_Given task_
Find each line of the data below that contains the word "sunset" and copy those lines out.

---------------

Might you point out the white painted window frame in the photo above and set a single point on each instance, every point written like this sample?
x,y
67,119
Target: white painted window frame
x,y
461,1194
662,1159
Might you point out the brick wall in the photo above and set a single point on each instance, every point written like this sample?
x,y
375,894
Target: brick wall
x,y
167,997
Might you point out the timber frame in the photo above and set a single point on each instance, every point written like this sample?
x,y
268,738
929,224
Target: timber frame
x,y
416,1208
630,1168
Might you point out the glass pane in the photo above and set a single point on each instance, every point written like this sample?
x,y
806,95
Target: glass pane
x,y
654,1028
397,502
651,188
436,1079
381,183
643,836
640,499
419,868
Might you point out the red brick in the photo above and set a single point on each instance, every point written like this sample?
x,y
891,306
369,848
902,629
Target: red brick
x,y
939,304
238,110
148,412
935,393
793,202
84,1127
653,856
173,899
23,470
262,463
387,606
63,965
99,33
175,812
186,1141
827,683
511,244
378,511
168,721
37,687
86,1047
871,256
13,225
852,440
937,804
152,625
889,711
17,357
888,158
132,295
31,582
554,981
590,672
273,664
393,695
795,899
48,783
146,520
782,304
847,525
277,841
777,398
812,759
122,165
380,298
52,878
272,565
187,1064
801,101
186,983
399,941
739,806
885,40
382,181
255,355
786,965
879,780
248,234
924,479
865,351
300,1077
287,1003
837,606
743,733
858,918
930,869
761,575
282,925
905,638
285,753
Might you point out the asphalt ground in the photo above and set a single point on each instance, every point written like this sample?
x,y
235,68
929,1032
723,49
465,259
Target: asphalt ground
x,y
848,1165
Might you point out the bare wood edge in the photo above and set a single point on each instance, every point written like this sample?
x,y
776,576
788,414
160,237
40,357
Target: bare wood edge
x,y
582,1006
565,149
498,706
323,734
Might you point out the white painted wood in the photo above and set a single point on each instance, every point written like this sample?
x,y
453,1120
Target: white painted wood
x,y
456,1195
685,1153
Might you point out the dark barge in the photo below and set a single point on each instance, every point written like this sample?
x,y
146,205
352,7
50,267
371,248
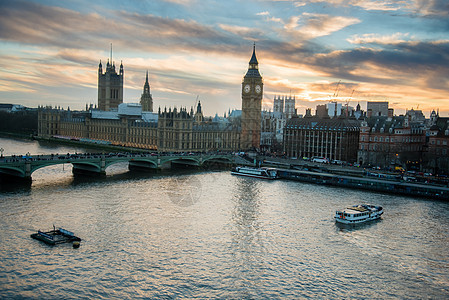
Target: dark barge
x,y
57,236
379,185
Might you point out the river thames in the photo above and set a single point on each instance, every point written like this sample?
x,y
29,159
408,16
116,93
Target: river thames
x,y
207,234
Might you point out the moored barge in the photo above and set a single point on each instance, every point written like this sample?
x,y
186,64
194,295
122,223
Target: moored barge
x,y
56,236
263,173
358,214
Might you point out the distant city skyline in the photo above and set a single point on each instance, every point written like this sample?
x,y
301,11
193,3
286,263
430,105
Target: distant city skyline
x,y
316,50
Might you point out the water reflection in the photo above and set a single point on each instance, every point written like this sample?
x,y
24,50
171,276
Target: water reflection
x,y
247,241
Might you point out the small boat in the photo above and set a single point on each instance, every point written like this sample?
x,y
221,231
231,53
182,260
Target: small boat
x,y
358,214
265,173
57,236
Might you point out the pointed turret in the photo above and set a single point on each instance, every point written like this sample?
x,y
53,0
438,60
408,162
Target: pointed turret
x,y
253,70
146,100
253,59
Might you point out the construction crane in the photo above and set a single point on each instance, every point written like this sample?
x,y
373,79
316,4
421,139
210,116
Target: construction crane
x,y
347,103
336,90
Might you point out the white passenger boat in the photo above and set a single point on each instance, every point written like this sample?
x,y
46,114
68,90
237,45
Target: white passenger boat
x,y
358,214
265,173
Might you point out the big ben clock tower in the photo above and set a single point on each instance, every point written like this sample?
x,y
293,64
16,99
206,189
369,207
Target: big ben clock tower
x,y
252,93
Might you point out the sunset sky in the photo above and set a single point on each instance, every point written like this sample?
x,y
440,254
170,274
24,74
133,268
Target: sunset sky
x,y
386,50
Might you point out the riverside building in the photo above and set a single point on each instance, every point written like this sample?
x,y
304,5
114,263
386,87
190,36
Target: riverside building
x,y
334,139
172,129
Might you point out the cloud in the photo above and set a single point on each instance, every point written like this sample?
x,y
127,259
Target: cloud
x,y
439,8
374,38
317,25
245,32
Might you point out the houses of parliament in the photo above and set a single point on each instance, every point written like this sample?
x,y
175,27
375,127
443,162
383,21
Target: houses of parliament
x,y
136,125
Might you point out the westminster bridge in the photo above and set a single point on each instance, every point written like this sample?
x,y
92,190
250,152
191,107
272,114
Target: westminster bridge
x,y
24,165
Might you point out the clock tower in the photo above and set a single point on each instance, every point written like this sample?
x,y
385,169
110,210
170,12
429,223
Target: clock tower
x,y
252,94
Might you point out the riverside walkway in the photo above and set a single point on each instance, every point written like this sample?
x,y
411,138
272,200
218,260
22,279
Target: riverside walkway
x,y
23,166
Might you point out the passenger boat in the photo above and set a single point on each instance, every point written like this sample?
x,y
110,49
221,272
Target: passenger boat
x,y
358,214
56,236
265,173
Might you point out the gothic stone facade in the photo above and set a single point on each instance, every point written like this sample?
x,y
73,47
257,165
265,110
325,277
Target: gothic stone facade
x,y
173,131
110,87
252,91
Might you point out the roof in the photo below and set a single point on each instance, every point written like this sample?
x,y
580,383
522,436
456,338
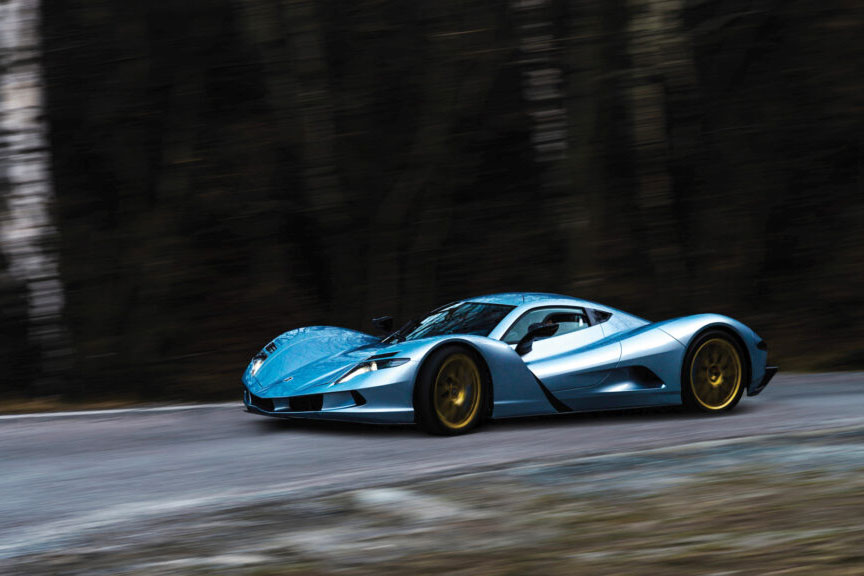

---------------

_Response to this task_
Might you point out the sunset sky in the photo above and set a single point on each instance, every point written like this sample?
Target: sunset sky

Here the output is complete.